Exercise task —
Set out every line of the data below as a numbered list, skipping any blank lines. Leave the pictures out of your answer.

A block of data

******

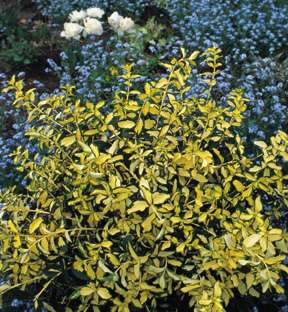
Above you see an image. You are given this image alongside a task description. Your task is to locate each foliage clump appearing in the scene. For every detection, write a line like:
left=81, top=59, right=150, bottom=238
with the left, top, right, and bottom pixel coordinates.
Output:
left=0, top=48, right=288, bottom=312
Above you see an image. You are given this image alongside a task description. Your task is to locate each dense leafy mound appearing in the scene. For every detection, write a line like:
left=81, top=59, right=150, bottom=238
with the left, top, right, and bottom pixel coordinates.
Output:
left=0, top=48, right=288, bottom=312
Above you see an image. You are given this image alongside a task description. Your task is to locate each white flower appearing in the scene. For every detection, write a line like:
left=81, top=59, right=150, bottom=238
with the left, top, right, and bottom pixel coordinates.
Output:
left=69, top=10, right=87, bottom=22
left=108, top=12, right=123, bottom=30
left=86, top=8, right=105, bottom=18
left=84, top=17, right=103, bottom=36
left=61, top=23, right=83, bottom=39
left=120, top=17, right=135, bottom=32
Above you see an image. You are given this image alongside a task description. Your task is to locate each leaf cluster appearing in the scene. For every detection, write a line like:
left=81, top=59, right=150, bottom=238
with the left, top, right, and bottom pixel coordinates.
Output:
left=0, top=48, right=288, bottom=312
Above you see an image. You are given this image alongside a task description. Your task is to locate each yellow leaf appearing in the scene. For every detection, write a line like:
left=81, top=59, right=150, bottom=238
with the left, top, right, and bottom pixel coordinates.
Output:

******

Final result —
1. Above you see an image. You are given this image alongside a task description. Your task is to locate each foliage clump appearing in the scene. For every detection, write a line like:
2. left=81, top=59, right=150, bottom=238
3. with the left, top, right, and bottom pixel coordinates.
4. Output:
5. left=0, top=48, right=288, bottom=312
6. Above you see an image. You are given this image alongside a task description. Your task is to locate each dense leafy mound appearing in the scene. For every detection, write a line like:
7. left=81, top=59, right=150, bottom=238
8. with the left, top, right, and bottom pixel coordinates.
9. Output:
10. left=0, top=48, right=288, bottom=312
11. Above you see an image. You are given this image alongside a task description. Your task is to locate each white flower appearing in the scene. For every detection, write a line like:
12. left=81, top=59, right=150, bottom=238
13. with the left, top, right, and bottom pixel coordinates.
14. Output:
15. left=69, top=10, right=87, bottom=22
16. left=108, top=12, right=123, bottom=30
17. left=86, top=8, right=105, bottom=18
18. left=84, top=17, right=103, bottom=36
19. left=61, top=23, right=83, bottom=39
20. left=120, top=17, right=135, bottom=32
21. Above you see an image. You are given this image alongside a task description. Your task is to locate each leaf cluster appearing in the scene. For every detection, write a line like:
22. left=81, top=59, right=150, bottom=238
23. with the left, top, right, and bottom pixel coordinates.
24. Output:
25. left=0, top=48, right=288, bottom=312
26. Above you see an image. You are given this image alongside a task description. Your task is to locate each yellow leaf appearing in the scene. For every detection, write a line like:
27. left=81, top=59, right=150, bottom=238
28. with the left, top, right, and bottom pixel coordinates.
29. Output:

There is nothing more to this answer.